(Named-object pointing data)
....
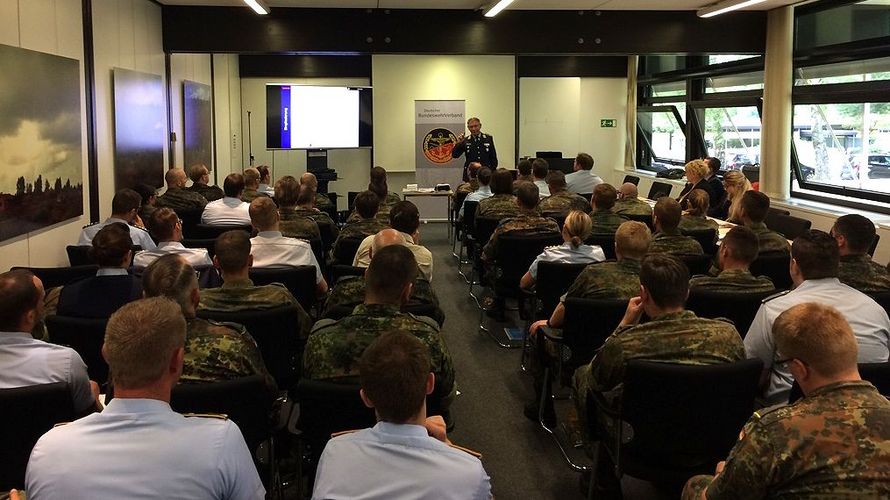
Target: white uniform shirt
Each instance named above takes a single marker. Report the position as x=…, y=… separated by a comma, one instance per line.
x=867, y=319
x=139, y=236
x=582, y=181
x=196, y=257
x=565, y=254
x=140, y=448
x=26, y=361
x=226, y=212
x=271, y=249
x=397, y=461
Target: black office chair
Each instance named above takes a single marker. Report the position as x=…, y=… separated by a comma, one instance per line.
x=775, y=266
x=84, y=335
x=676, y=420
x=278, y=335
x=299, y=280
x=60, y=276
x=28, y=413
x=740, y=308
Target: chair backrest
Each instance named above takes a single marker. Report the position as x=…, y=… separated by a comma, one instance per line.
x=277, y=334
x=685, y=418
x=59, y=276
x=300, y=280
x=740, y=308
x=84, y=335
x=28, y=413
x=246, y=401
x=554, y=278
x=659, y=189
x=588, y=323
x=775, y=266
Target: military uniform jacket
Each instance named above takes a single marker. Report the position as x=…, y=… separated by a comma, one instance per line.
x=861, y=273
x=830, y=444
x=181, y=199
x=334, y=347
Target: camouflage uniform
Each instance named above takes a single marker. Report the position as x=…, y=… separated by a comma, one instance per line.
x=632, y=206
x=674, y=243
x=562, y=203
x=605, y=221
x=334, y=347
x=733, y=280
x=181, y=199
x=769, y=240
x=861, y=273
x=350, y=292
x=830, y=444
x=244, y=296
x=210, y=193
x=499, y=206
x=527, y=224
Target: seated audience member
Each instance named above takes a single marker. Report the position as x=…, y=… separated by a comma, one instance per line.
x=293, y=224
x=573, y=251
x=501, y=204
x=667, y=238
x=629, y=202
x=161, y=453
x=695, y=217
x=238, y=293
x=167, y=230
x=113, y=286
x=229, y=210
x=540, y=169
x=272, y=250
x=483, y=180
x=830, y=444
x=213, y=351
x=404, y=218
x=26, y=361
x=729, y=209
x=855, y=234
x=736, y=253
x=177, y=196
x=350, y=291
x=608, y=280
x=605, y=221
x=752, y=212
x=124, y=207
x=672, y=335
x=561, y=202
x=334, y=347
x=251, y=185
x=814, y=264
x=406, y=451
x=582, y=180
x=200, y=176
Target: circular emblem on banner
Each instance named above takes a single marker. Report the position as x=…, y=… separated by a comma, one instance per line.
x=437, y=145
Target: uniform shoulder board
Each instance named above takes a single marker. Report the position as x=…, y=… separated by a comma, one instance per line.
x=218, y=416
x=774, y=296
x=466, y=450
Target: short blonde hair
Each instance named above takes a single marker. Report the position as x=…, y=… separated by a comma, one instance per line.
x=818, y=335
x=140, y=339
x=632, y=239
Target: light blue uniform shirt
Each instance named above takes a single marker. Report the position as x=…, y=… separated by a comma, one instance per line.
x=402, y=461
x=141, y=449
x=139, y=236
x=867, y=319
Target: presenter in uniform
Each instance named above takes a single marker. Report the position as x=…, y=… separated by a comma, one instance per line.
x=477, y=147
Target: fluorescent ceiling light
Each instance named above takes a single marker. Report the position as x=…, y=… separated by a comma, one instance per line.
....
**YOUR GOAL**
Replace "fluorescent" with "LED" in the lines from the one containing "Target: fluorescent ceiling light" through the end of the data, inclusive, and give those lines again with everything else unchanged.

**TASK ANSWER**
Target: LED ceiling light
Each instance named above takes a single marker. Report the position as x=…, y=… separated by a comma, one instance per line.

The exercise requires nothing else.